Data to process -
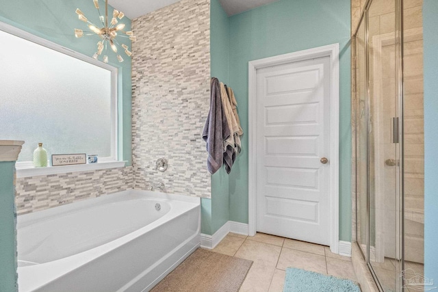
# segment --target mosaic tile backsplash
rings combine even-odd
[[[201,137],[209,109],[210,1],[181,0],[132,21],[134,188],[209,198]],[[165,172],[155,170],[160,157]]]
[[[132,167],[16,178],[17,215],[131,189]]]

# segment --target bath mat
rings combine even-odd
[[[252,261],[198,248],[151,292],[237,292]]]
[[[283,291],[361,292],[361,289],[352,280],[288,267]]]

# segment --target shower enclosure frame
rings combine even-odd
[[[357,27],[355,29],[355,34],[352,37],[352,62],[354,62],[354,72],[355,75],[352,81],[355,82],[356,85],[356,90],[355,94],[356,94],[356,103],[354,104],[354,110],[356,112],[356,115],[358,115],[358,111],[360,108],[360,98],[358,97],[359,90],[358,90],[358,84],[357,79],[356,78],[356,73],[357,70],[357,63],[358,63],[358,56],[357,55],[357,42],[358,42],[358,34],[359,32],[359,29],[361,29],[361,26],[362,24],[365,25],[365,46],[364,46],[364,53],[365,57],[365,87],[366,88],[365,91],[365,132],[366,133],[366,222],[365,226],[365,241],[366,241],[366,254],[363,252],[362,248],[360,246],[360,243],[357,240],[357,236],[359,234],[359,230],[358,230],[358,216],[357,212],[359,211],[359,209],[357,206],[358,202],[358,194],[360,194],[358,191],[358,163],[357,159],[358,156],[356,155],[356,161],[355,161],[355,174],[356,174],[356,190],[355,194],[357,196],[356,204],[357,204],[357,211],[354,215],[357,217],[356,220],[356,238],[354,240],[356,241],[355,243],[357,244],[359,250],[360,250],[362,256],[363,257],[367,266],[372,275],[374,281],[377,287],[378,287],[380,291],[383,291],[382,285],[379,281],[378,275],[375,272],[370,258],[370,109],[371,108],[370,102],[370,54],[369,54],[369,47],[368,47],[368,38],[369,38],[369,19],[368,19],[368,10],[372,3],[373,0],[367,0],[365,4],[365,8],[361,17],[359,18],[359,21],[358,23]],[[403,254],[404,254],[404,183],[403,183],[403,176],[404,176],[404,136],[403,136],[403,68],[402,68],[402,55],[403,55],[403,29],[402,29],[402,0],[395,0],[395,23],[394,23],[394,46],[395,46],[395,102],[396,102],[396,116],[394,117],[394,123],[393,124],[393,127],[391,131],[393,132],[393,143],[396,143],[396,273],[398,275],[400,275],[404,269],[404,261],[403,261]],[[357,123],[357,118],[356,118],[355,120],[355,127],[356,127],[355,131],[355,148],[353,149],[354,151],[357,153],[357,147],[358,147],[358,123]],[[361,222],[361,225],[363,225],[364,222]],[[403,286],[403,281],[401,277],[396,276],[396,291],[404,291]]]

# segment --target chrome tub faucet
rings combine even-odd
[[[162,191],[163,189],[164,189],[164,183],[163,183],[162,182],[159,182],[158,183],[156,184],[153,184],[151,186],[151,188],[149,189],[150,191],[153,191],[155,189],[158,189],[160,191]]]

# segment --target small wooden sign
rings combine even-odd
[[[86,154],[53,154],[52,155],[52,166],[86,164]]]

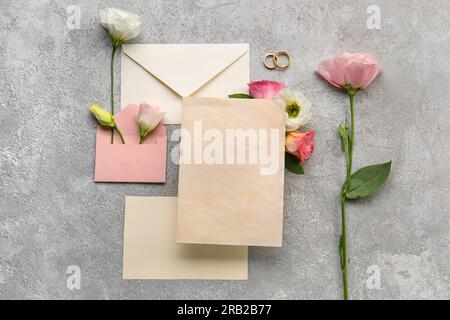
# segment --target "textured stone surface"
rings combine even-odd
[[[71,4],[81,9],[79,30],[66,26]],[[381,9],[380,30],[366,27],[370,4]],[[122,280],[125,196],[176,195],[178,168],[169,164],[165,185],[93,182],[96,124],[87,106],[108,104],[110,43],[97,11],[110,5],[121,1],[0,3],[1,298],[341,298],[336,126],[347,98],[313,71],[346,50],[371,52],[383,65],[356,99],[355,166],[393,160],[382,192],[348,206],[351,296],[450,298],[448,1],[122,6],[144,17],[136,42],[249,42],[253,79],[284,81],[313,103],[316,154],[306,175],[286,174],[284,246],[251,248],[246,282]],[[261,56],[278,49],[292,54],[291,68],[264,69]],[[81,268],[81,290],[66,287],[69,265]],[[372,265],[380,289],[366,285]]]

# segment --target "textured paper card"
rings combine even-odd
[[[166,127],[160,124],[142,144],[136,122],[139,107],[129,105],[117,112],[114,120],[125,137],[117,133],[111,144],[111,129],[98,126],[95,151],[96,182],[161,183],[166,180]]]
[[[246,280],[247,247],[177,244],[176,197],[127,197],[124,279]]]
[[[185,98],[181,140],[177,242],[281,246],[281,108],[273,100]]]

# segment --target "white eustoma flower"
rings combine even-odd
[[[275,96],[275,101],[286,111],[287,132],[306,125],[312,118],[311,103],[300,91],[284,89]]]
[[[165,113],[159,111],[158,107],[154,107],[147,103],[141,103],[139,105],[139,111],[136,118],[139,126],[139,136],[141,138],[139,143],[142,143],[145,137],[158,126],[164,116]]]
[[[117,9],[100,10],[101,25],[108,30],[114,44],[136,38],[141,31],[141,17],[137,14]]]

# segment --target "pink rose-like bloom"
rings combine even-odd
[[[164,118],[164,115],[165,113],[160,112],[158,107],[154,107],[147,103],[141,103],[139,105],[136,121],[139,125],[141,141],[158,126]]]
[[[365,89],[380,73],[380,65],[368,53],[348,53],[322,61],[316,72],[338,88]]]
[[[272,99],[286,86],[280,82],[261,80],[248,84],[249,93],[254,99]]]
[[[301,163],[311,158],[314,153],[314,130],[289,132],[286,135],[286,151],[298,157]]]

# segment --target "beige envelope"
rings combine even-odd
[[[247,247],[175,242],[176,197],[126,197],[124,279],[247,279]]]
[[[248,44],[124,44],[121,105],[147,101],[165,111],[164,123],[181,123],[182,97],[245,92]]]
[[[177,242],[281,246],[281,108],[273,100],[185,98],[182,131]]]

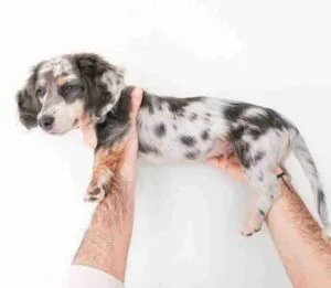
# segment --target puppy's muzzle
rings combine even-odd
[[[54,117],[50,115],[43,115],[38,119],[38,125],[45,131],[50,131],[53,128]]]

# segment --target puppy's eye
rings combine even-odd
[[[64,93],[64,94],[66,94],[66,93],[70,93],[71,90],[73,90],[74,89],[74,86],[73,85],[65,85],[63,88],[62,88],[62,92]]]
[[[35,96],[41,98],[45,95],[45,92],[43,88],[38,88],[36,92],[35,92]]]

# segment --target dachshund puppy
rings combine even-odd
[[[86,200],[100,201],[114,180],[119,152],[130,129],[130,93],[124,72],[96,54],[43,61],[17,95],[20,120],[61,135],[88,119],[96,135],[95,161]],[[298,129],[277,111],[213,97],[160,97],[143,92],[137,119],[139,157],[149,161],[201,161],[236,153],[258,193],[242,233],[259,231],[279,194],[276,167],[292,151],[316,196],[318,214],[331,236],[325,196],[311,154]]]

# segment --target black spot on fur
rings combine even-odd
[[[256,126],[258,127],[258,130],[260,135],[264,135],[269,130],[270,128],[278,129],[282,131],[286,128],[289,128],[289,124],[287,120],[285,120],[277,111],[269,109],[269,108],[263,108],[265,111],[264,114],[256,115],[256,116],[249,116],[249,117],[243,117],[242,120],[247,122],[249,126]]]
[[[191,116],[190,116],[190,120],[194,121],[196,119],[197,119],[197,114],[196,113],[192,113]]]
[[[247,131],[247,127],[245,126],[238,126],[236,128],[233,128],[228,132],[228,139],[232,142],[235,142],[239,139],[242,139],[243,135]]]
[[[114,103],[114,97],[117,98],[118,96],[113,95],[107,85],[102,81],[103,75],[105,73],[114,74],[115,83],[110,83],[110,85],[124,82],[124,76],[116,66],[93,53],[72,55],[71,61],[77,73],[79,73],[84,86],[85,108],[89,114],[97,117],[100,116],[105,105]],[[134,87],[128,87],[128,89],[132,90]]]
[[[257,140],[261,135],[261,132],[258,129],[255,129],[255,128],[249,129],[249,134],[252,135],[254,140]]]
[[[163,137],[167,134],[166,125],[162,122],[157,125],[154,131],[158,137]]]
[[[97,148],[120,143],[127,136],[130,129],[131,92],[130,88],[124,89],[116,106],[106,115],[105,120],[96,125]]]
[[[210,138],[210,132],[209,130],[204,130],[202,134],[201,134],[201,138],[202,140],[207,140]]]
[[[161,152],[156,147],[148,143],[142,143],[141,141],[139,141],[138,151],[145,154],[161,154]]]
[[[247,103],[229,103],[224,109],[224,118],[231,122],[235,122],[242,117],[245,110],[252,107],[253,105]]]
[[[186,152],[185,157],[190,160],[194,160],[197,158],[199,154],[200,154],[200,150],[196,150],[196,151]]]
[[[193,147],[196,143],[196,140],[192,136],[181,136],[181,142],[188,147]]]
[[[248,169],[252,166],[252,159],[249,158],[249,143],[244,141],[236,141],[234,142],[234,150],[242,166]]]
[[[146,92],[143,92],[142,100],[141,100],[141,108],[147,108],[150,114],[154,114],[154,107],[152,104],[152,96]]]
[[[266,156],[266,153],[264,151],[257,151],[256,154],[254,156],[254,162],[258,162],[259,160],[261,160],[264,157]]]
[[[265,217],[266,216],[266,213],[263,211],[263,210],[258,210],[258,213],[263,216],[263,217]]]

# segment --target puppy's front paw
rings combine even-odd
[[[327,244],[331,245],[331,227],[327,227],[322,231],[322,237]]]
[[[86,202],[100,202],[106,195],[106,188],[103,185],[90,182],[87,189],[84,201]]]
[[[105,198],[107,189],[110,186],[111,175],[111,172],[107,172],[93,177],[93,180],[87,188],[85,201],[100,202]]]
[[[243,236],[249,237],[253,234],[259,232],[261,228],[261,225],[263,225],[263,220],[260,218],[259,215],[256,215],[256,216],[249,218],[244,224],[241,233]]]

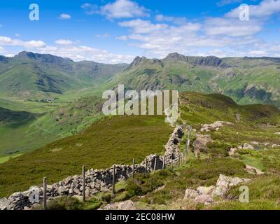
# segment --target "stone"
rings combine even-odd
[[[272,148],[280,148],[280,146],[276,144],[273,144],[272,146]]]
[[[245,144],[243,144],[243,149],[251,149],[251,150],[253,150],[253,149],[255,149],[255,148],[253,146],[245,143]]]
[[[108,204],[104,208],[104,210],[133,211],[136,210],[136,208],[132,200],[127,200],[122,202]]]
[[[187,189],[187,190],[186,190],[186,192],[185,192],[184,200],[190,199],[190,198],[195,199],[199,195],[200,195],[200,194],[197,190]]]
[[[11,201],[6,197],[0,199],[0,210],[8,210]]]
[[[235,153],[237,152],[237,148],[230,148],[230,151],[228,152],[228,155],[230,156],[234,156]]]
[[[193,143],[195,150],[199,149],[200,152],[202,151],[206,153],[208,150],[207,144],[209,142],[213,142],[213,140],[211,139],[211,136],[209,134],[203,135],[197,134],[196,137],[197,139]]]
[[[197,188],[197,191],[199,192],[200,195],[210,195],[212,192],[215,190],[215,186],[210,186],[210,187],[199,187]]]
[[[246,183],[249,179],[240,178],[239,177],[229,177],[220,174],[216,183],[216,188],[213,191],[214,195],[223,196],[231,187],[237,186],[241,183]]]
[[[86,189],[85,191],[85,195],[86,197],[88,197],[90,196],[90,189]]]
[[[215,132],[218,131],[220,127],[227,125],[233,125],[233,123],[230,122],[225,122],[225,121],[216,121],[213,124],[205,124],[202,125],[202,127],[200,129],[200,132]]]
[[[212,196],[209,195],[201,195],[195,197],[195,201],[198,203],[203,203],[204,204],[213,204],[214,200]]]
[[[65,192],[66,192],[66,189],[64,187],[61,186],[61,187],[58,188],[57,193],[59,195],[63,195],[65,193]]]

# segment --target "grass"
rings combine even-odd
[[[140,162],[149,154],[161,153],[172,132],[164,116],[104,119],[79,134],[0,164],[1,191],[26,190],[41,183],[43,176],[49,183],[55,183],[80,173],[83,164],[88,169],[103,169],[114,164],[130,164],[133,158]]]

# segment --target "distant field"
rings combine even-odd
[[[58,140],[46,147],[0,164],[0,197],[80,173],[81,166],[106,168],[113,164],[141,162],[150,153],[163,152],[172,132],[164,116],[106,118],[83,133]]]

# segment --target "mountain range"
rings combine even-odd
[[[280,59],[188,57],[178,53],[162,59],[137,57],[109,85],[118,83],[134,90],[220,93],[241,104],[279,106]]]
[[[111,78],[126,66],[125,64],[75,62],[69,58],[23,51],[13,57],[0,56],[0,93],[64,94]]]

--

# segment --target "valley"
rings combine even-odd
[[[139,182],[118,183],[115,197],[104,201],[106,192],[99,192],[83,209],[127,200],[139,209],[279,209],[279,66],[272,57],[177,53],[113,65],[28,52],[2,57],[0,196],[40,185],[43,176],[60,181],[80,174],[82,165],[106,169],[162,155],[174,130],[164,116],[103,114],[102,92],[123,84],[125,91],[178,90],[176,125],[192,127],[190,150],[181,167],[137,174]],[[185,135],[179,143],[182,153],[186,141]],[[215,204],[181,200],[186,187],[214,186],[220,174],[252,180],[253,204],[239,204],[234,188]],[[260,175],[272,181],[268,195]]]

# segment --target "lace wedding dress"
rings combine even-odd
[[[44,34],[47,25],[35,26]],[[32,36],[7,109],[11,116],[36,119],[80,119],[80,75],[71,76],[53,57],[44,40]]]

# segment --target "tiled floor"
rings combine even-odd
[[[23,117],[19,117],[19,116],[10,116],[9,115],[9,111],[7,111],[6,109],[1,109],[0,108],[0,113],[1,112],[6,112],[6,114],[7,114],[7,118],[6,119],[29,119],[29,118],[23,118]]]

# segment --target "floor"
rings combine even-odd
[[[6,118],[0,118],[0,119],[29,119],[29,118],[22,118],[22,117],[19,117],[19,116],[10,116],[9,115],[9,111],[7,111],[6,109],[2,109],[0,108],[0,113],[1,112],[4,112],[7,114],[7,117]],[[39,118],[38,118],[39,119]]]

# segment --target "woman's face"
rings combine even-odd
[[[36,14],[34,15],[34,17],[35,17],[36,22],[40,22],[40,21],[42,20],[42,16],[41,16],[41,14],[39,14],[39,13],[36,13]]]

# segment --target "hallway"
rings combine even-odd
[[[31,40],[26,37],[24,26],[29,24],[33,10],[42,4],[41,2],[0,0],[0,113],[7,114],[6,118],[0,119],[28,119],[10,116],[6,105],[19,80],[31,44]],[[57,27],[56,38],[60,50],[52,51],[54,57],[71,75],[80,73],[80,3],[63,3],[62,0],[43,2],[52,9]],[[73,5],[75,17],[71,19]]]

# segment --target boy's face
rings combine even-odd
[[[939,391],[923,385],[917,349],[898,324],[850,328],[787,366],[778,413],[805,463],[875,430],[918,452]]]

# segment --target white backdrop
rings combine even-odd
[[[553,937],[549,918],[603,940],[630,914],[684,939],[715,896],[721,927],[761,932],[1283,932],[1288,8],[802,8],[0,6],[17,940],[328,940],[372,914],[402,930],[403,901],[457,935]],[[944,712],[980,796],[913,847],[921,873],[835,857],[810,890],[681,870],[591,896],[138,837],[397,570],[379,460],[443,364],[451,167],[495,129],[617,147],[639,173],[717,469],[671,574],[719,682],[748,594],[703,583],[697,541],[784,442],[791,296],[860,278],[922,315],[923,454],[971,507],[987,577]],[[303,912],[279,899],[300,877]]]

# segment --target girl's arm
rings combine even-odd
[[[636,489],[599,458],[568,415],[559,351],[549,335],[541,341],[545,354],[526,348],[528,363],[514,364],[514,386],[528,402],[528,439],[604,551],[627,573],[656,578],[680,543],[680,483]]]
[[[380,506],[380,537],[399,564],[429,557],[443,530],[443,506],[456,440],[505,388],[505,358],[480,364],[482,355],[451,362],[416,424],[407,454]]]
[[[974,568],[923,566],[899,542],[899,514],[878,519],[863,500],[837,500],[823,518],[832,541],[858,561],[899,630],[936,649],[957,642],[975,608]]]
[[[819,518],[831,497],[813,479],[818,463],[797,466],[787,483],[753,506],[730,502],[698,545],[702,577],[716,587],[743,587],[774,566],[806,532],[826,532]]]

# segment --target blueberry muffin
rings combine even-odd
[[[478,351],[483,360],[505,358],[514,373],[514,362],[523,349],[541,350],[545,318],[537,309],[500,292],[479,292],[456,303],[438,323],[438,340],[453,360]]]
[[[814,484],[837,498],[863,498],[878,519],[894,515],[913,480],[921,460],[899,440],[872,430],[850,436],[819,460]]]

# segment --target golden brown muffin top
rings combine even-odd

Prompt - Count the lines in the material above that contain the string "stone". Reply with the number alone.

Finished exercise - 2